Antes que o pai ou a mãe decidam deixar o emprego é preciso analisar se apenas um salário é o suficiente para manter as despesas da casa e os gastos com o filho. Por conta disso, geralmente, quem tem o menor salário deixa o emprego.

Estabilidade

 

Não adianta ter o maior salário, mas trabalhar numa empresa que não tem uma boa saúde financeira. Da mesma forma, pode ser arriscado optar por seguir trabalhando num mercado que está em decadência. Nesse caso, vale sair do emprego quem está na empresa mais instável, ou menos amigável para se estar.

Crescimento na carreira

A possibilidade de crescimento na empresa deve ser levado em conta, já que ela poderá influenciar, num segundo momento, a questão salarial.

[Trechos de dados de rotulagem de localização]
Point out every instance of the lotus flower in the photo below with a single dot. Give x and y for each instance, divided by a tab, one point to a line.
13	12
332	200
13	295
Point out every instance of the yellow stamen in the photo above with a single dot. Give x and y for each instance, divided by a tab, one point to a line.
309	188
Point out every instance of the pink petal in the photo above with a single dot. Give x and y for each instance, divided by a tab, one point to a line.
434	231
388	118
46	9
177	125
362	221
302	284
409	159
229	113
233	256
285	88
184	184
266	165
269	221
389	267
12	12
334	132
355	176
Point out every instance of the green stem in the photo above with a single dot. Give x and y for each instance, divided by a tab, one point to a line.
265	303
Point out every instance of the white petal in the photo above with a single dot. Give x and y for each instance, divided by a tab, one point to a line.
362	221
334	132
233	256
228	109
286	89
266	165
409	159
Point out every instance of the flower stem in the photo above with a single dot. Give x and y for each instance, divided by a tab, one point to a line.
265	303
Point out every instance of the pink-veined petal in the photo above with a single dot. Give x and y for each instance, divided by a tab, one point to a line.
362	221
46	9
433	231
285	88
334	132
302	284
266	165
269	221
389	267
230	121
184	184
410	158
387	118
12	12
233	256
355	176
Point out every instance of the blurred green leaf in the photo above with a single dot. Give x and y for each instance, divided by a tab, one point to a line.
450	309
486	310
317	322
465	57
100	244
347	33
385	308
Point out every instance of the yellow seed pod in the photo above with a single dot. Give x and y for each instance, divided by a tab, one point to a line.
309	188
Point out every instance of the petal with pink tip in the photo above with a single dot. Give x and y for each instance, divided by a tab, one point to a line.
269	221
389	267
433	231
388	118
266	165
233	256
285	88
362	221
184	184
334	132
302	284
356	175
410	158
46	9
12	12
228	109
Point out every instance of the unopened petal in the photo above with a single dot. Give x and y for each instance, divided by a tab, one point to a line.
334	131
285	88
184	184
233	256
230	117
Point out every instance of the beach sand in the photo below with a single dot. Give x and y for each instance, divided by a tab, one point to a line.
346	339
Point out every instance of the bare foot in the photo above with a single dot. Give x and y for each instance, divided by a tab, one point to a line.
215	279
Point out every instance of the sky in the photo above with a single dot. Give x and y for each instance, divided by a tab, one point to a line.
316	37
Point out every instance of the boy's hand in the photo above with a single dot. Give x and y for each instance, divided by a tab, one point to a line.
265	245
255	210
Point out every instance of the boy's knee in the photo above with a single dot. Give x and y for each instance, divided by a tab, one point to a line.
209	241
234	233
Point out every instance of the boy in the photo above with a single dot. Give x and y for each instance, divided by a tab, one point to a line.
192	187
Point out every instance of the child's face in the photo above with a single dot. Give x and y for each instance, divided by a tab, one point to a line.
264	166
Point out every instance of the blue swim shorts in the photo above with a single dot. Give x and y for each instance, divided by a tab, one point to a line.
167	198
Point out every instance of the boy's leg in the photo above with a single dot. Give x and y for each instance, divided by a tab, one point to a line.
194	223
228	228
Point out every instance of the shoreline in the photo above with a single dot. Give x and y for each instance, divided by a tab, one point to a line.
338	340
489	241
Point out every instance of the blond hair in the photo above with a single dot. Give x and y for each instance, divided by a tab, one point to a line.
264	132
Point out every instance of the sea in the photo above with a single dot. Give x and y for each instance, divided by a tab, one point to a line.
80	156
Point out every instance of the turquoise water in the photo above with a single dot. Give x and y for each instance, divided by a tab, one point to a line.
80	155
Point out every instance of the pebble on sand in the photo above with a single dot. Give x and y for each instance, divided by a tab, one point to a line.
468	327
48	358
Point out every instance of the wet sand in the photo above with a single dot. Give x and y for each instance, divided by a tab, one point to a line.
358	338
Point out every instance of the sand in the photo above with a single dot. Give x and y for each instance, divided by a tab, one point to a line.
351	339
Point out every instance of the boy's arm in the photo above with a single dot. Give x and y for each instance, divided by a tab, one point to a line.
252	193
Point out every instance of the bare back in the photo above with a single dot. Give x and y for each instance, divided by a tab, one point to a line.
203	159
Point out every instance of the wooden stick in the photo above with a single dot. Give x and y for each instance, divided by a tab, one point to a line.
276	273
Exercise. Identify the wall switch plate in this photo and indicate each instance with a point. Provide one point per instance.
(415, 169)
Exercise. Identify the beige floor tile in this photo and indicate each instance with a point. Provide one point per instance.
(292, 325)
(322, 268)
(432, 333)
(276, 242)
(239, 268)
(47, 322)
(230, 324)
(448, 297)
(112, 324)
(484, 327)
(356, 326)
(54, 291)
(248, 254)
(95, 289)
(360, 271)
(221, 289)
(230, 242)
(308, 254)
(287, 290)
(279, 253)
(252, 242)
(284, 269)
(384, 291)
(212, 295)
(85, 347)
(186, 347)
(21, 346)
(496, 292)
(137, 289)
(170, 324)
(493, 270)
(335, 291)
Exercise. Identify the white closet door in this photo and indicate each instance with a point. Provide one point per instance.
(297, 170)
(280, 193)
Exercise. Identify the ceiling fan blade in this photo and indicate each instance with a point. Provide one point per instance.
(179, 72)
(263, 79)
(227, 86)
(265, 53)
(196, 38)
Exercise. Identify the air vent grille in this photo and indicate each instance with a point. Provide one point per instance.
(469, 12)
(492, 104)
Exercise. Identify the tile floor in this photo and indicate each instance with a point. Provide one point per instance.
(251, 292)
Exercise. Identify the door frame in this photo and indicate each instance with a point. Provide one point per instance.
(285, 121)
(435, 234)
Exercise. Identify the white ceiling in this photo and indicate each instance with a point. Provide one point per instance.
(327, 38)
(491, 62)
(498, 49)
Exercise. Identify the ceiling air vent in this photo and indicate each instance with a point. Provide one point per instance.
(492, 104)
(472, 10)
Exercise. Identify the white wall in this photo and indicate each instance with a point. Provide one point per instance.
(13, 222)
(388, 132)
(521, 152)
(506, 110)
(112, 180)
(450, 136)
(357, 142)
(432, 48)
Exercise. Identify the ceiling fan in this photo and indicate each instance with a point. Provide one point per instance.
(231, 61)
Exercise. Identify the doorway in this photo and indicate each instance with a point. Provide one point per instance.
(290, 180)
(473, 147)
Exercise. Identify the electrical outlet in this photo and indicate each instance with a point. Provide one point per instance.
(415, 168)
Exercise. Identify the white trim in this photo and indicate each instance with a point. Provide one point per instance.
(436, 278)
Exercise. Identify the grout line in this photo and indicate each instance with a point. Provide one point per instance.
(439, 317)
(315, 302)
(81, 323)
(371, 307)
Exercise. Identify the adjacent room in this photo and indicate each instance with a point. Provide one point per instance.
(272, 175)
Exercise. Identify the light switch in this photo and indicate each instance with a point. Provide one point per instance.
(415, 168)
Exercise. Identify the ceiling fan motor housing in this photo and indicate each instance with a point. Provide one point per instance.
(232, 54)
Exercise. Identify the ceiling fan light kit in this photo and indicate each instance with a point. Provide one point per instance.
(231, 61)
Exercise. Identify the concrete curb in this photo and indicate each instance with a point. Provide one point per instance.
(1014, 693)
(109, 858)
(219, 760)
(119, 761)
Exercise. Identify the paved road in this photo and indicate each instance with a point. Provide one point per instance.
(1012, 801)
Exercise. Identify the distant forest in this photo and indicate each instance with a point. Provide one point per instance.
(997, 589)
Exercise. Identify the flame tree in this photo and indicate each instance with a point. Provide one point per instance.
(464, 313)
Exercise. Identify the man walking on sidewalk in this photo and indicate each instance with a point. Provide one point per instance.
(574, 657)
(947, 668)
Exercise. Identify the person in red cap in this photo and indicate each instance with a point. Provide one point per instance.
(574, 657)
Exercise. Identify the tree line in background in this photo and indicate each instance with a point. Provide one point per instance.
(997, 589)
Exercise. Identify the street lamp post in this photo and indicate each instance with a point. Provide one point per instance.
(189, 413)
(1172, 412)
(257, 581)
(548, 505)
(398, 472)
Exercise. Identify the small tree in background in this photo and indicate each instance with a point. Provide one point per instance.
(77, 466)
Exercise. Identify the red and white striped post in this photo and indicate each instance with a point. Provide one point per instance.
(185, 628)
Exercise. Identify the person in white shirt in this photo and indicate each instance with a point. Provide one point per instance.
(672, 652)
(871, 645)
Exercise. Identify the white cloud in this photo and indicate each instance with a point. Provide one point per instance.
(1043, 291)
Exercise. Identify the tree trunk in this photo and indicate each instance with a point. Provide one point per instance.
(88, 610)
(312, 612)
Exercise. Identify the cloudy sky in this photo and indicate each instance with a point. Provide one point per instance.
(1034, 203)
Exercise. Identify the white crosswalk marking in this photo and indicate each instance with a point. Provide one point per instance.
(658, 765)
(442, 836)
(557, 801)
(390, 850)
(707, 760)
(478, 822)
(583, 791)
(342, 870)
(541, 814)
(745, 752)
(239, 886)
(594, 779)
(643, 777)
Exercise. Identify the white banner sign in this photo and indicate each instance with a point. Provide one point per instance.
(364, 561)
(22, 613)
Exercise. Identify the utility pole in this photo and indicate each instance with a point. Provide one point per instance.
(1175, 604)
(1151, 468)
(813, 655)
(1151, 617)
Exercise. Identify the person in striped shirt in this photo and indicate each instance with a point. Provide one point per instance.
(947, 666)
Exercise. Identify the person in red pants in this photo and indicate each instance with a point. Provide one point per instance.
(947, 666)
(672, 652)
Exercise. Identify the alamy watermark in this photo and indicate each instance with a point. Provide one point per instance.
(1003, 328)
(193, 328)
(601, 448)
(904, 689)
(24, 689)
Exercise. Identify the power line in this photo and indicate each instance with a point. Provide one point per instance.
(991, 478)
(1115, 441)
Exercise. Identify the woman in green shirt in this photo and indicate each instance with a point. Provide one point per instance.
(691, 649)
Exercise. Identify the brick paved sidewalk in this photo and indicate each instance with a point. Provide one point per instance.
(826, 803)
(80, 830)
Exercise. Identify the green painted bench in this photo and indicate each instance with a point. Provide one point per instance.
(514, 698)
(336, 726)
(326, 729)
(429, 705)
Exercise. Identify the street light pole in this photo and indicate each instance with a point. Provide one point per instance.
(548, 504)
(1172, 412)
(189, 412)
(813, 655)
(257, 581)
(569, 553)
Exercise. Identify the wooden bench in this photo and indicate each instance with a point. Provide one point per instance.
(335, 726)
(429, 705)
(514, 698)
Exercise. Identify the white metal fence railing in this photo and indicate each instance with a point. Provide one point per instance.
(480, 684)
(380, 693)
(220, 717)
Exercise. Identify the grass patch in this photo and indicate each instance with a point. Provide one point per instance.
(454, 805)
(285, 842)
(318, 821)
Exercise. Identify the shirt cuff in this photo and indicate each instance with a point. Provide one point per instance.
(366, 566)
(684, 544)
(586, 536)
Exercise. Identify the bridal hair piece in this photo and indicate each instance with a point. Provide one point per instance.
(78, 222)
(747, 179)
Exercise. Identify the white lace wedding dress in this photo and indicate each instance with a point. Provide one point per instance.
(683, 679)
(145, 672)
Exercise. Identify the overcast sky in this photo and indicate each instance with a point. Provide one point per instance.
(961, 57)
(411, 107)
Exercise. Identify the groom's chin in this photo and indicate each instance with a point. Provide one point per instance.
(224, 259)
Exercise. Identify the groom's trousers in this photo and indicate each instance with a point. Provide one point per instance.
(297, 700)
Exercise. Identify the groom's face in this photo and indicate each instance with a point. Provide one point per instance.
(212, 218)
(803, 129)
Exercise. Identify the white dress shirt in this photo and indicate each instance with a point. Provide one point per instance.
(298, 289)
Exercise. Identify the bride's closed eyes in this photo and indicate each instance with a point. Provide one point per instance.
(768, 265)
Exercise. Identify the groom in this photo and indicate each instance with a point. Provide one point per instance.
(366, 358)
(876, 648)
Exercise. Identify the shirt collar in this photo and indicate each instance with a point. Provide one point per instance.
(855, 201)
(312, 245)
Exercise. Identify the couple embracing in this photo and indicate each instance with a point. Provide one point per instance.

-- OBJETIVO --
Passe para o inglês esta frase do bloco de texto: "Não adianta ter o maior salário, mas trabalhar numa empresa que não tem uma boa saúde financeira." Os dados não têm relação com o bloco de texto.

-- RESPOSTA ESCRITA --
There is no point in having the highest salary but working for a company that is not in good financial health.